Задания к упражнению:
[a] Перепишите из текста без изменений отрывок от «Кроме того, напрашивается» до «Дорогой Владимир!» включительно.
[b] Сколько имён, согласно тексту, входит в составленный автором словник?

Текст:

• • • • • • •

Литмир - Электронная Библиотека
Содержание  
A
A

Кроме того, напрашивается вопрос о коллекционерах. А здесь тоже нет чётких границ. Так как, если Лёня Талочкин и Костаки не вызывают недоуменных вопросов, то какой-нибудь Кассио Хорта из Рио-де-Жанейро или Вера Джигирь из Москвы – кандидатуры для словаря весьма условные. Ещё труднее с арт-критиками и искусствоведами. <…>

Я сейчас искусственно затрудняю этот список, но ведь эту работу предстоит проделать. В том словнике, кот. я составил, – примерно 2,5 тыс. имен. С другой стороны, художников, коллекционеров, арт-критиков и искусствоведов, связанных с «кругом А – Я», всего имен 200–300. <…> Одним словом, работа по Словарю ещё предстоит гигантская (напр., важно сейчас решить вопрос об илл. материале или о перечне выставок – давать или не давать). Будет время, изложи свою концепцию. На этом закончу! <…>

Шелковский – Паперному 04.82

Дорогой Владимир!

Вашу книгу прочитал с большим интересом. Действительно, многие прежние замечания отпали. Те, что возникли по ходу чтения, носят частный характер и дело не в них. Есть некоторые соображения более общего плана.

Если «культура 2» Вами обрисована ярко и выпукло, что, собственно и должно быть, т. к. ей посвящена книга, то представление о том, что Вы называете «культурой 1», остаётся расплывчатым и неопределённым. Больше того, по некоторым намёкам и ироническим замечаниям можно понять авторское отношение, что это как бы два сапога пара. А с этим трудно согласиться.

• • • • • • •

Примеры разметки точками
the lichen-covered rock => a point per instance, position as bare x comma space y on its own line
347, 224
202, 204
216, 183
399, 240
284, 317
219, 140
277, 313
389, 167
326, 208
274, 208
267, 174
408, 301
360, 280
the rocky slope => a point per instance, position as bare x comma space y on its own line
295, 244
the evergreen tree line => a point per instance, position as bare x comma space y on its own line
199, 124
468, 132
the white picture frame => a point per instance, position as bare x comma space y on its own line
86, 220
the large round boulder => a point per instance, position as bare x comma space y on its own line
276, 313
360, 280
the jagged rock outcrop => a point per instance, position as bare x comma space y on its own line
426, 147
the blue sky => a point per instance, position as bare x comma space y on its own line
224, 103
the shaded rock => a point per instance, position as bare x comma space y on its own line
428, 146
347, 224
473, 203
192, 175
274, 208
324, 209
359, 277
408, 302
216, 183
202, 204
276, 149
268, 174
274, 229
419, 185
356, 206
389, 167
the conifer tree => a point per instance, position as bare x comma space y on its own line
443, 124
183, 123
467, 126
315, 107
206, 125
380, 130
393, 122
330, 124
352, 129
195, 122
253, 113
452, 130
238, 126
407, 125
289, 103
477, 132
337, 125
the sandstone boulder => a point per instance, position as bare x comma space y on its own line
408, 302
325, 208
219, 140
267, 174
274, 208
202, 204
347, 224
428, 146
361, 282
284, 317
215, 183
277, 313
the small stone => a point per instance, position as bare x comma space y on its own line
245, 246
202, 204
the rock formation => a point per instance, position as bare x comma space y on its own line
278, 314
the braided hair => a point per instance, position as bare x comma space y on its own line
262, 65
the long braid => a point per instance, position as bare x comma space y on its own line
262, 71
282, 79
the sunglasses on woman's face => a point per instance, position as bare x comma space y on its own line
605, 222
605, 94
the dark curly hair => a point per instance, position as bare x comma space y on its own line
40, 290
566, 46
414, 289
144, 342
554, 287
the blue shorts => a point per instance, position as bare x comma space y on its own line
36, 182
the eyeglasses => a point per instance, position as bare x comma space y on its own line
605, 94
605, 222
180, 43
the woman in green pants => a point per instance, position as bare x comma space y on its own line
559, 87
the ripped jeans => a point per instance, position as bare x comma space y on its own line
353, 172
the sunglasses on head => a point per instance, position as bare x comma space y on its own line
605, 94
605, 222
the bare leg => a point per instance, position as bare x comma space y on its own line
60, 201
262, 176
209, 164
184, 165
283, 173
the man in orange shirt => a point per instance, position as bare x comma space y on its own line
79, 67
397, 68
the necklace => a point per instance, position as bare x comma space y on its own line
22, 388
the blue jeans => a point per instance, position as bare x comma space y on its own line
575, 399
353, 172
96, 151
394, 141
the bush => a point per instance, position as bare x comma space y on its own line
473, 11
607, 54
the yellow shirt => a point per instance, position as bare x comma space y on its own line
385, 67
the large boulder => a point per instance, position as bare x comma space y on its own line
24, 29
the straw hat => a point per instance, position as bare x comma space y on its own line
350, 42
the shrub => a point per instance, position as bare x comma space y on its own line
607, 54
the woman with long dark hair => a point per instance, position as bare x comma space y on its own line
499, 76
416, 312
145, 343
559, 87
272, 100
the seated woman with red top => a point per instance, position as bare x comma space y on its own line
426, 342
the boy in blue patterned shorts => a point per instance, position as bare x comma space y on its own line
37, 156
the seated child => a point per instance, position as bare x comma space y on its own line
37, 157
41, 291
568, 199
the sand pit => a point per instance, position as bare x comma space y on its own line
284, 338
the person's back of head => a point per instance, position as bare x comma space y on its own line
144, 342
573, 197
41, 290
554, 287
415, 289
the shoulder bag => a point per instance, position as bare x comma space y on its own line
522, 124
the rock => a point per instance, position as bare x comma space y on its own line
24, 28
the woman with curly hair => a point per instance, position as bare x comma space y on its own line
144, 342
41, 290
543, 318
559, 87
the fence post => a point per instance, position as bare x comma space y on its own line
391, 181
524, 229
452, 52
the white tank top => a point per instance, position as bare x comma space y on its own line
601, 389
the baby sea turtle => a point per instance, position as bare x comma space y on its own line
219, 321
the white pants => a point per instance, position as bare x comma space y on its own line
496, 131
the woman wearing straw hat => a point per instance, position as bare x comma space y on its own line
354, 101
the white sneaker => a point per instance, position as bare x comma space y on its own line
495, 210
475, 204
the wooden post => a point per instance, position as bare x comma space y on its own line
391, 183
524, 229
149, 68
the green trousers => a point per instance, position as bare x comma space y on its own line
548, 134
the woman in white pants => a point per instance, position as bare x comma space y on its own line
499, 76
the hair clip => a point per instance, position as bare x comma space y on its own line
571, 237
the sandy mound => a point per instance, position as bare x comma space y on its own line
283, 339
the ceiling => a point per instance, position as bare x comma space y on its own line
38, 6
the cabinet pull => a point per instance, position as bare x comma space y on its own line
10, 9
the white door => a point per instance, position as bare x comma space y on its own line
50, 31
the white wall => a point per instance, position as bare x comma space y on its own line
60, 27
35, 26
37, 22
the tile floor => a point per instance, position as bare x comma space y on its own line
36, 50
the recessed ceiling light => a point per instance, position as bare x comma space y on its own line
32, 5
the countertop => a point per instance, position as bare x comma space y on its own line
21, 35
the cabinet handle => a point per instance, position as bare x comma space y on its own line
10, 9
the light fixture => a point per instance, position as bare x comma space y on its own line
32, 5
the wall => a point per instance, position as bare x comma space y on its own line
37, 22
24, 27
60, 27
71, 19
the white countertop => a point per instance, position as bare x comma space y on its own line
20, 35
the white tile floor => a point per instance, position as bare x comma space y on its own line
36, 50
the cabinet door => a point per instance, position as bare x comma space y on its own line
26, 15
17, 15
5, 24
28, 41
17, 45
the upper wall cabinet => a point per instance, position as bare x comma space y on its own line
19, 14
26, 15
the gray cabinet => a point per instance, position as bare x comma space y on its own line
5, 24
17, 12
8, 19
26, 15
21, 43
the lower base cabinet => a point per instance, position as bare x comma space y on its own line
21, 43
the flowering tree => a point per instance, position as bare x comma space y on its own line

• • • • • • •

Ответы к упражнению:
[a]
Кроме того, напрашивается вопрос о коллекционерах. А здесь тоже нет чётких границ. Так как, если Лёня Талочкин и Костаки не вызывают недоуменных вопросов, то какой-нибудь Кассио Хорта из Рио-де-Жанейро или Вера Джигирь из Москвы – кандидатуры для словаря весьма условные. Ещё труднее с арт-критиками и искусствоведами. <…>

Я сейчас искусственно затрудняю этот список, но ведь эту работу предстоит проделать. В том словнике, кот. я составил, – примерно 2,5 тыс. имен. С другой стороны, художников, коллекционеров, арт-критиков и искусствоведов, связанных с «кругом А – Я», всего имен 200–300. <…> Одним словом, работа по Словарю ещё предстоит гигантская (напр., важно сейчас решить вопрос об илл. материале или о перечне выставок – давать или не давать). Будет время, изложи свою концепцию. На этом закончу! <…>

Шелковский – Паперному 04.82

Дорогой Владимир!

[b] Примерно 2,5 тысячи имён.